_Record list:_

▼

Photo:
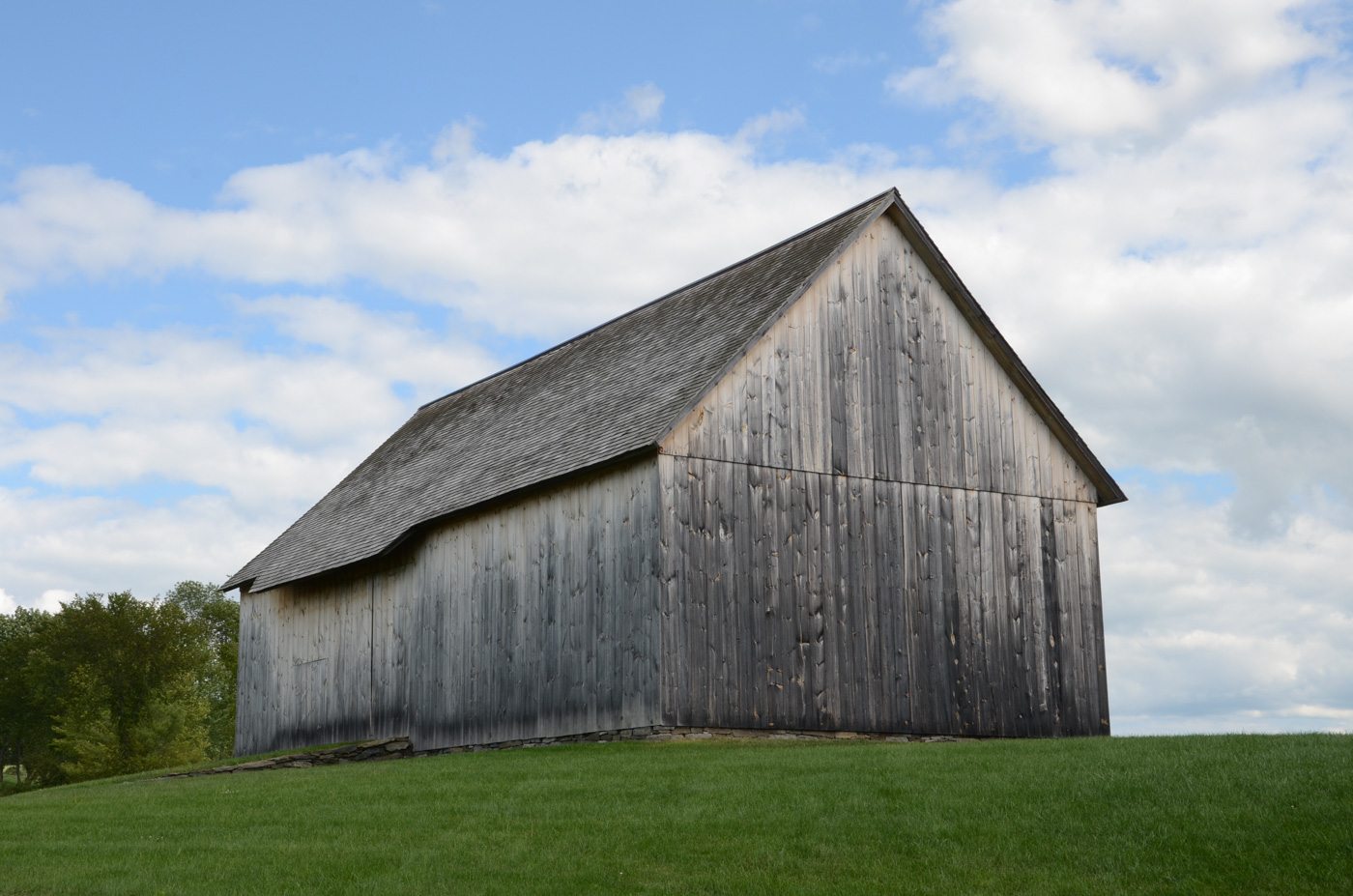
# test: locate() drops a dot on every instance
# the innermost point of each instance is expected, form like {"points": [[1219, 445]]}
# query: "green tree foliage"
{"points": [[112, 683], [218, 621]]}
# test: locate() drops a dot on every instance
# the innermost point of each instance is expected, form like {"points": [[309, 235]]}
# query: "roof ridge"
{"points": [[666, 295], [893, 199]]}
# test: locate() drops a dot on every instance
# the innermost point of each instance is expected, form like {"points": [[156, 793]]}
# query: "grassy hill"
{"points": [[1142, 815]]}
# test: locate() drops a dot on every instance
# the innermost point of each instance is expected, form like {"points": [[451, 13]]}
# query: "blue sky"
{"points": [[239, 244]]}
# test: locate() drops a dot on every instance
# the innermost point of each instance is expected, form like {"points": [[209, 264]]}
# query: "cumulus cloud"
{"points": [[494, 237], [640, 107], [1254, 634], [1105, 71], [1180, 280]]}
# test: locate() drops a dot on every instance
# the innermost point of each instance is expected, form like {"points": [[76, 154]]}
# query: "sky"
{"points": [[241, 243]]}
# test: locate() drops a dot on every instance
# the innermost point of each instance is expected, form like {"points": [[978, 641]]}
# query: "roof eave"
{"points": [[1107, 489]]}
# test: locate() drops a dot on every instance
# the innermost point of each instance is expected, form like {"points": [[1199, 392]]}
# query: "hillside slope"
{"points": [[1199, 815]]}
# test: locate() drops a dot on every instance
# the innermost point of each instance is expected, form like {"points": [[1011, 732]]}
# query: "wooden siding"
{"points": [[533, 619], [875, 372], [805, 600]]}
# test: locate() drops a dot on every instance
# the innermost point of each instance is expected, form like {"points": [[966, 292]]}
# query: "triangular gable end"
{"points": [[885, 367]]}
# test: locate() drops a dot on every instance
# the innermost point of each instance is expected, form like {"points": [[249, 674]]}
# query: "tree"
{"points": [[119, 679], [218, 618]]}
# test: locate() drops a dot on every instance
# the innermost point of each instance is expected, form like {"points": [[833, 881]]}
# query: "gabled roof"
{"points": [[608, 392]]}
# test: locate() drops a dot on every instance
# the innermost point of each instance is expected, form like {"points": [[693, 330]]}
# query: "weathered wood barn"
{"points": [[814, 490]]}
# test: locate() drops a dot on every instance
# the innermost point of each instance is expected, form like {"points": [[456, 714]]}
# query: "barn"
{"points": [[815, 490]]}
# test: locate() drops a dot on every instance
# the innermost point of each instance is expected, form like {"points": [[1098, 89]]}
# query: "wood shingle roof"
{"points": [[609, 392]]}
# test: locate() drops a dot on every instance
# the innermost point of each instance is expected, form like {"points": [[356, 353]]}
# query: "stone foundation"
{"points": [[401, 747]]}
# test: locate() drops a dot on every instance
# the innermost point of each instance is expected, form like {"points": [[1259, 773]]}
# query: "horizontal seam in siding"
{"points": [[906, 482]]}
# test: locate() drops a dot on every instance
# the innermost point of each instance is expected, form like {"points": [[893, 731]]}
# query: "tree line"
{"points": [[112, 683]]}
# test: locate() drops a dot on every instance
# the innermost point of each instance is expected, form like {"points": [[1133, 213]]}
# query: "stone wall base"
{"points": [[402, 749]]}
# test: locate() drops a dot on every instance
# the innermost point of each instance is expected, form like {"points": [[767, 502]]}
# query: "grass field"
{"points": [[1140, 815]]}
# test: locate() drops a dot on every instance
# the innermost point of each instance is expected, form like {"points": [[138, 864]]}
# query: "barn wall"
{"points": [[869, 527], [805, 600], [875, 372], [536, 619]]}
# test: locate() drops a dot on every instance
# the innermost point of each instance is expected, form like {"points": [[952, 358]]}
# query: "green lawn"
{"points": [[1142, 815]]}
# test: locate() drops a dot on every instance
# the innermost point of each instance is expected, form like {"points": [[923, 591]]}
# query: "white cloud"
{"points": [[1181, 281], [1098, 70], [640, 107], [496, 237], [1203, 622]]}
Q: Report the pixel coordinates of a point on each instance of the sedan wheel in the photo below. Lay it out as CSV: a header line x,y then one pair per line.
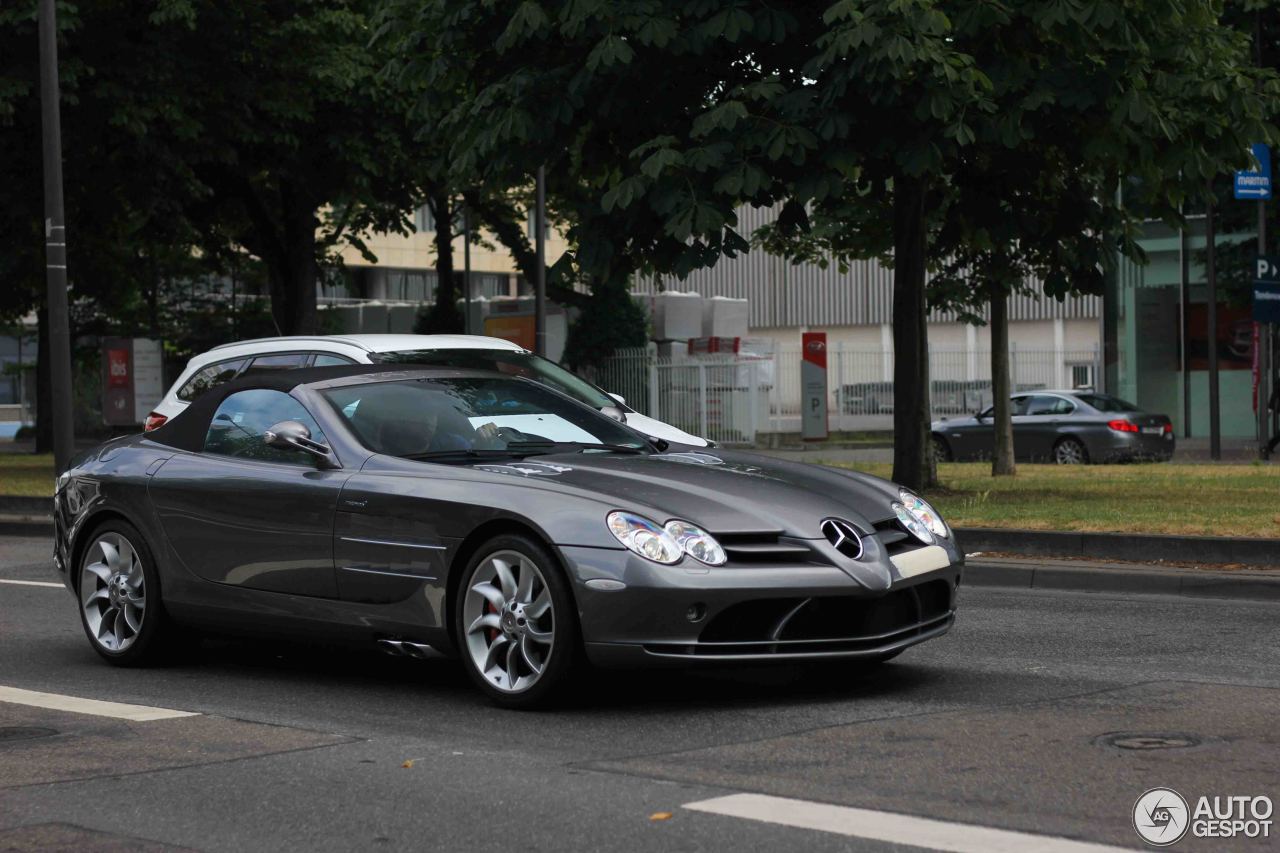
x,y
1070,451
119,594
516,624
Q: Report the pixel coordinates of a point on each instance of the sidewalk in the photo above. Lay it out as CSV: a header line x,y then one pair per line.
x,y
1125,578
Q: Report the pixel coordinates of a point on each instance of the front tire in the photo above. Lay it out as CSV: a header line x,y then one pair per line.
x,y
119,596
515,623
1070,451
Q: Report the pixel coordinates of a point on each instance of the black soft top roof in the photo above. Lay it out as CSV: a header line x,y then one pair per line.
x,y
187,429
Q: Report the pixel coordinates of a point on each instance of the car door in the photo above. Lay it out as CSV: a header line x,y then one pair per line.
x,y
1037,430
970,437
246,514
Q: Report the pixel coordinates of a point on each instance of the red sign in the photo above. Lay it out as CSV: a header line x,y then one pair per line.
x,y
118,368
816,347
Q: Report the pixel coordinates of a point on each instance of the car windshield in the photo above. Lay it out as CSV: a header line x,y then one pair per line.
x,y
1105,402
510,363
460,419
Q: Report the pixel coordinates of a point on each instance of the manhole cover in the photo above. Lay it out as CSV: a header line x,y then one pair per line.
x,y
1143,740
23,733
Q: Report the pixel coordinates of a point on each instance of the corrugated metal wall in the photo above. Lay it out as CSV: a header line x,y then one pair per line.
x,y
789,295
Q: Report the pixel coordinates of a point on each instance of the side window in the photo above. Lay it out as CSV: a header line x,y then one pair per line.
x,y
238,425
327,360
209,378
1045,405
272,363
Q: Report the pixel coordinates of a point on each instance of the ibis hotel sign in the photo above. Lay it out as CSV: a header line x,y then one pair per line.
x,y
132,379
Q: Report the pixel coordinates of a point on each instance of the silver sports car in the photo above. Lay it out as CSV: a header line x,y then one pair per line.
x,y
1065,427
490,518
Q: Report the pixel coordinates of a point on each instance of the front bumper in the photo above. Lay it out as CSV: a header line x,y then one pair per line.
x,y
690,612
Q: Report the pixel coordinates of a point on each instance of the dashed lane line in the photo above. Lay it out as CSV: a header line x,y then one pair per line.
x,y
888,826
96,707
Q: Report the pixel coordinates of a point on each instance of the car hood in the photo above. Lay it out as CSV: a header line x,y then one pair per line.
x,y
722,491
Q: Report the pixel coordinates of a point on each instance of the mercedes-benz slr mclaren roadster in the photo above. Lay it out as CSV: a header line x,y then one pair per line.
x,y
490,518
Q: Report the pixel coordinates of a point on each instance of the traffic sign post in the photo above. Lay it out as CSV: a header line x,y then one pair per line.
x,y
1256,183
1266,314
813,387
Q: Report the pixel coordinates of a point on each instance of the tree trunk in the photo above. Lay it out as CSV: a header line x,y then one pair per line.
x,y
44,386
295,273
913,459
1002,461
446,290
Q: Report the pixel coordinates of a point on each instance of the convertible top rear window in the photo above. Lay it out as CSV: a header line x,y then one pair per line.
x,y
438,416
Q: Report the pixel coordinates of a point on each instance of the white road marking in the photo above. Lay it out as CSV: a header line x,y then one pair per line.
x,y
888,826
96,707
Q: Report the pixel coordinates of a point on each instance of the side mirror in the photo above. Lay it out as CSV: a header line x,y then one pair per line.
x,y
293,436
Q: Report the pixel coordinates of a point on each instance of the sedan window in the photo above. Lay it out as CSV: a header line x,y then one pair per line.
x,y
1047,405
1106,402
209,378
238,427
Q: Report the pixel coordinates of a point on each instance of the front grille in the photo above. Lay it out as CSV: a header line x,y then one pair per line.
x,y
764,547
821,624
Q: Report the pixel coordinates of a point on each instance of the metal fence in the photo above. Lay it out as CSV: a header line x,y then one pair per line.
x,y
734,398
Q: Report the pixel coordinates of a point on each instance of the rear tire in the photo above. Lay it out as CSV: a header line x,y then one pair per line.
x,y
516,624
118,587
1070,451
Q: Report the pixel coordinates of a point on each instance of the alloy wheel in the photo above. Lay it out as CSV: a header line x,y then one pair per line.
x,y
1069,452
113,592
510,621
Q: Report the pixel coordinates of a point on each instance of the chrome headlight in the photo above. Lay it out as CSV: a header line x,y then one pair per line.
x,y
644,537
696,542
926,514
913,524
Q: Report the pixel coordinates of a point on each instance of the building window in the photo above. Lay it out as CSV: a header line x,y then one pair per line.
x,y
424,220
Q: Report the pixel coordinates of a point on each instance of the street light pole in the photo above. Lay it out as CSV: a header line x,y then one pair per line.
x,y
55,242
1215,437
540,242
466,269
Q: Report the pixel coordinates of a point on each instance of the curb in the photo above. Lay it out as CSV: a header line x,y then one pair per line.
x,y
1130,580
26,525
1142,547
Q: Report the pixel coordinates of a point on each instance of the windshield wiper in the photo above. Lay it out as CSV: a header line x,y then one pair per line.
x,y
462,454
551,447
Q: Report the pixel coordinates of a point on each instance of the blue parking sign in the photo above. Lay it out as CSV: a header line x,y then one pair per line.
x,y
1256,185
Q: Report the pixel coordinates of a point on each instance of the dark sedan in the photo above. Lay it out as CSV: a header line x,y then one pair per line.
x,y
1065,427
490,518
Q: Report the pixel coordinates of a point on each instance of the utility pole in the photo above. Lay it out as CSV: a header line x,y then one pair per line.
x,y
55,242
1215,438
466,269
540,284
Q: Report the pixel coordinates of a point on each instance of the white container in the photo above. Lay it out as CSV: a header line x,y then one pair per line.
x,y
677,316
725,318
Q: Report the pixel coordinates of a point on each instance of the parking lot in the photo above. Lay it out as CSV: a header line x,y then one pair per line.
x,y
1024,719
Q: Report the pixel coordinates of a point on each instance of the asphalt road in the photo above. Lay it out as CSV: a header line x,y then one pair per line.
x,y
1006,723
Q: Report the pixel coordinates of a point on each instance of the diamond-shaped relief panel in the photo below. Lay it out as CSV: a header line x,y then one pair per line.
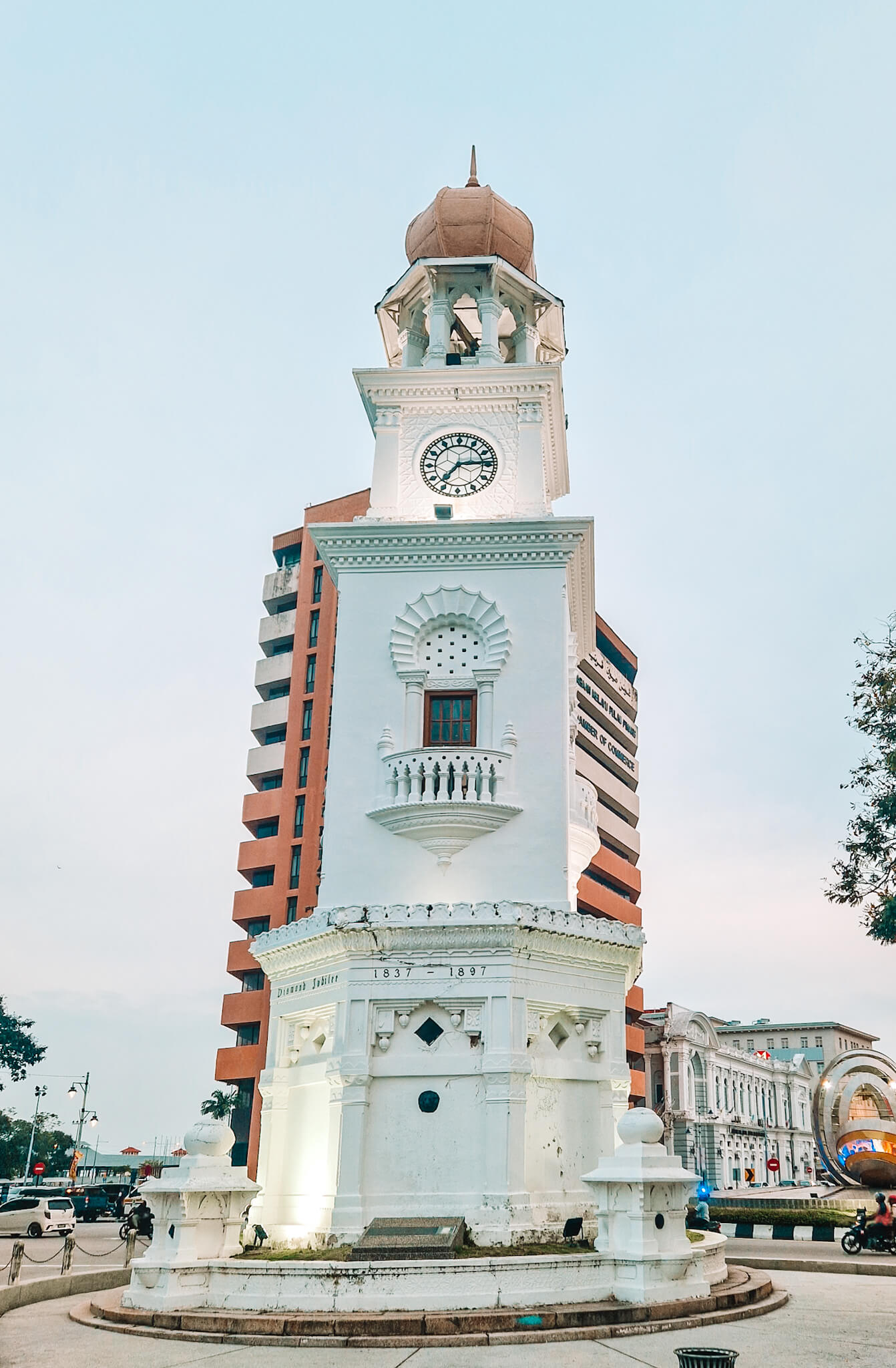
x,y
429,1032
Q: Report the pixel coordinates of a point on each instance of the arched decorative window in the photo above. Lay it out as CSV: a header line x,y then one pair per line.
x,y
449,647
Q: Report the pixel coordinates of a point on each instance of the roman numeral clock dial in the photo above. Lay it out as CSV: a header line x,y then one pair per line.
x,y
459,464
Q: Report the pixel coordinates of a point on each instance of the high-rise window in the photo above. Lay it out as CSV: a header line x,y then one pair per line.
x,y
451,719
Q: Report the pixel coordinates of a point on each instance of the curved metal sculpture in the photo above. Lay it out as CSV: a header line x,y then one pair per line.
x,y
854,1118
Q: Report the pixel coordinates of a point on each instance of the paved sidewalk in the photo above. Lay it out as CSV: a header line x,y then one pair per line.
x,y
831,1322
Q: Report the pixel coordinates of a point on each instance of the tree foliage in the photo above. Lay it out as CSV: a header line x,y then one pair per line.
x,y
51,1146
866,877
220,1104
18,1048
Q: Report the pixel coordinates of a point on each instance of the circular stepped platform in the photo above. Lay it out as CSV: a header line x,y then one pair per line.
x,y
744,1293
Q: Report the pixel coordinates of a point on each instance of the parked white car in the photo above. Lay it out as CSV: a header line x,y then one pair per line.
x,y
37,1216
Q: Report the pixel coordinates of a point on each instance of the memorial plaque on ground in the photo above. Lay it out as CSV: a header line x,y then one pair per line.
x,y
411,1237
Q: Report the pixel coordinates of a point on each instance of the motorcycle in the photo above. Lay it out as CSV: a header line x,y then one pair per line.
x,y
877,1238
137,1219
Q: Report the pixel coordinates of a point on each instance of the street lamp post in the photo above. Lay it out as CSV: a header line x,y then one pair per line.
x,y
39,1095
84,1084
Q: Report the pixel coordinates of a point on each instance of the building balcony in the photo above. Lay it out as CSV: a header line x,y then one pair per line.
x,y
445,798
636,1084
604,902
279,627
264,759
258,902
237,1062
279,588
619,870
618,831
259,854
272,669
271,713
240,958
244,1009
262,806
612,791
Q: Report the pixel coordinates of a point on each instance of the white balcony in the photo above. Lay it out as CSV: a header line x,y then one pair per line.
x,y
272,669
272,713
279,584
445,798
264,759
275,629
584,840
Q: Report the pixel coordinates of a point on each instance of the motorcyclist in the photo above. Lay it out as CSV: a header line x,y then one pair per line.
x,y
881,1222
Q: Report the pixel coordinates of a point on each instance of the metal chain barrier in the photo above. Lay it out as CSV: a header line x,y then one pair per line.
x,y
49,1259
92,1253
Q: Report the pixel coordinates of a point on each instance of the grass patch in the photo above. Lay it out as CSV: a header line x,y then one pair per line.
x,y
340,1253
769,1215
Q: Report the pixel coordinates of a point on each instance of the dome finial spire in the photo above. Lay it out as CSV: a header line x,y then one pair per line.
x,y
472,166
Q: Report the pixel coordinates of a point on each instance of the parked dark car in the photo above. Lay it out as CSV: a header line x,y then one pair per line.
x,y
91,1203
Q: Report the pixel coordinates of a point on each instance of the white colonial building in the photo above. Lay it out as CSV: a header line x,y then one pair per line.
x,y
728,1112
448,1033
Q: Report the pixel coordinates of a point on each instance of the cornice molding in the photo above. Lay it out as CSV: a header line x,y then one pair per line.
x,y
413,546
551,934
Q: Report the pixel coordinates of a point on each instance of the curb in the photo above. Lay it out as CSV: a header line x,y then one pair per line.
x,y
47,1289
819,1266
755,1230
746,1296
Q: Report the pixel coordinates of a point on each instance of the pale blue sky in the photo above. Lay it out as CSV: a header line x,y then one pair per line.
x,y
203,203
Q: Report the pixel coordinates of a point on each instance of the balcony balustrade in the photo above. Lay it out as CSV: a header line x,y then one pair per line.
x,y
445,798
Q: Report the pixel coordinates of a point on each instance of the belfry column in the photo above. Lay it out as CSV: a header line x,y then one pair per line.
x,y
441,319
490,311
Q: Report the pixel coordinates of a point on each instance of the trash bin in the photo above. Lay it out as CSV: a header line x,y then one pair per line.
x,y
706,1357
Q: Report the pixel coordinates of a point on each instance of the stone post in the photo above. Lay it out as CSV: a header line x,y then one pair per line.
x,y
640,1194
199,1214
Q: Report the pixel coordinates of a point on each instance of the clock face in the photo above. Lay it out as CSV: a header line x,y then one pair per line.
x,y
459,464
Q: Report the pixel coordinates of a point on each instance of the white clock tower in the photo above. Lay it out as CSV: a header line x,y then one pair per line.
x,y
446,1031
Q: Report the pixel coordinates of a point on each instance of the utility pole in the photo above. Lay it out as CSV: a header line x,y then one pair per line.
x,y
84,1084
39,1095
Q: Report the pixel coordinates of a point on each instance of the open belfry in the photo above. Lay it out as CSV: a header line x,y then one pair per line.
x,y
446,1023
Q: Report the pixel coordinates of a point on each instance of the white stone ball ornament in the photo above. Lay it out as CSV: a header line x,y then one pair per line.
x,y
210,1137
639,1126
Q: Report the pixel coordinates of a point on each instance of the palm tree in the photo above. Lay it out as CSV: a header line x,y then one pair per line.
x,y
220,1104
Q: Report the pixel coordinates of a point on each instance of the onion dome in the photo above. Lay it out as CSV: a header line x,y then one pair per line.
x,y
472,220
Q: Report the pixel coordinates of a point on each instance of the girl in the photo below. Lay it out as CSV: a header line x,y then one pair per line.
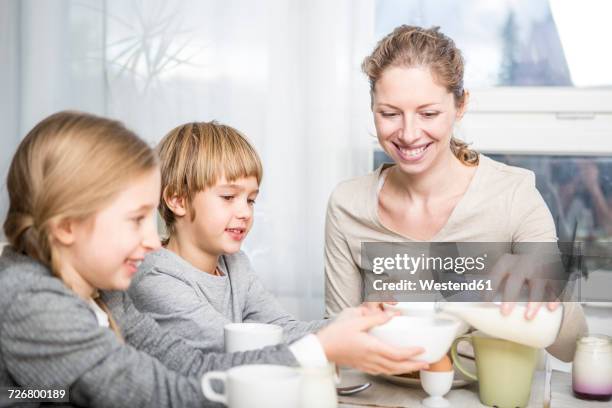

▲

_Work required:_ Report every line in the entries above that contains the word "foliage", copying each such line in full. Case counts.

_The completed task:_
# query: "green tree foliage"
Q: Report the pixel coordinates of a point on each instance of the tree foliage in the photo above. Lay it out as CSV: a header line x,y then one pair per line.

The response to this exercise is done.